**EXTRAIT DU TEXTE**
####
Préoccupations et comportements alimentaires : quelles évolutions générationnelles ? (Article de synthèse)

Pascale Hébel du Crédoc a publié dans la revue Raison présente un article analysant les effets de génération sur les consommations alimentaires. Elle y confronte les préoccupations exprimées par les consommateurs à la réalité de leurs comportements, faisant émerger quelques contradictions.

 

On le sait : nos comportements alimentaires évoluent au gré des époques. Un article de Pascale Hébel, directrice du pôle Consommation et entreprises du Crédoc et membre de l’académie d’Agriculture, paru dans la revue Raison présente, analyse en quoi l’évolution des attentes et des préoccupations des différentes générations sont à même d’expliquer ces évolutions comportementales ; bien que dans les faits, les comportements ne suivent pas toujours les aspirations exprimées.

Une préoccupation écologique croissante

D’après cette experte du comportement alimentaire, l’effet de génération constituerait l’un des principaux déterminants des comportements. Chaque génération développerait des préoccupations propres vis-à-vis de l’alimentation, émanant largement du contexte sociétal de son époque (voir encadré).

Les générations se suivent…mais ne se ressemblent pas

En alimentation, les experts considèrent qu’une génération est marquée par le comportement qu’elle adopte à 25 ans, âge moyen de la mise en couple. Dix générations définies par décennies se succèdent ainsi sur le 20e siècle : « Privations » (née entre 1907 et 1916) ; « Rationnement » ; « Réfrigérateurs » ; « Robots ménagers » ; « Hypermarchés » ; « Aliments services » ; « Low-Cost » ; « Internet » ; « Nomade » et « Mieux manger ».
####
**CONSIGNE 1**
Comptez les lignes des enregistrements qui contiennent la chaîne « yellow », en tenant compte de la casse. Donnez uniquement ce nombre.
####
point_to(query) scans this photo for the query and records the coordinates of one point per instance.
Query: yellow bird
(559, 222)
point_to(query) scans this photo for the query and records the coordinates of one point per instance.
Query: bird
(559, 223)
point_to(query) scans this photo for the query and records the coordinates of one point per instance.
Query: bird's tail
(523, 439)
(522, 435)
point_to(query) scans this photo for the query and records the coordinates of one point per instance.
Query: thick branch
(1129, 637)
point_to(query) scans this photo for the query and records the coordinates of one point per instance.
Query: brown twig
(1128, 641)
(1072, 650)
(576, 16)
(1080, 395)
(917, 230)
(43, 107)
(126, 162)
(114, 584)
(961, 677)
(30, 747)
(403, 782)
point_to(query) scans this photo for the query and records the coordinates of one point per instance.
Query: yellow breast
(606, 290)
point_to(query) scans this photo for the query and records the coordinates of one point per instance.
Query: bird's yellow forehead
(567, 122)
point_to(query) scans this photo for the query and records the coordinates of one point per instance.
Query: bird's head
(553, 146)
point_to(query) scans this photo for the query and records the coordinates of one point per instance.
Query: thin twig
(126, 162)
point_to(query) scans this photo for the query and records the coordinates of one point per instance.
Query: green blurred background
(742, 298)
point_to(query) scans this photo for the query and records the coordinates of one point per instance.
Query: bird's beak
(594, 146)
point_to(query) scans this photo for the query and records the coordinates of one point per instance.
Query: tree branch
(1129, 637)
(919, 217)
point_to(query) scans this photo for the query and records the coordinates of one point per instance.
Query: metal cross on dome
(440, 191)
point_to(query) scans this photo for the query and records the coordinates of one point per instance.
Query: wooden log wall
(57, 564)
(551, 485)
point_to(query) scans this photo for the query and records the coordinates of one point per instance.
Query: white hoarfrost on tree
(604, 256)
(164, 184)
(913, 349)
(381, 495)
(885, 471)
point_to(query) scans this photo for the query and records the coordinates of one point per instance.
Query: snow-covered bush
####
**CONSIGNE 2**
Mettez à jour le passage du texte sur les comportements alimentaires qui commence à « On le sait : nos » et se termine à « les aspirations exprimées. », en y remplaçant « directrice » par « responsable ».

**RÉPONSE COMPLÈTE 1**
3

**RÉPONSE COMPLÈTE 2**
On le sait : nos comportements alimentaires évoluent au gré des époques. Un article de Pascale Hébel, responsable du pôle Consommation et entreprises du Crédoc et membre de l’académie d’Agriculture, paru dans la revue Raison présente, analyse en quoi l’évolution des attentes et des préoccupations des différentes générations sont à même d’expliquer ces évolutions comportementales ; bien que dans les faits, les comportements ne suivent pas toujours les aspirations exprimées.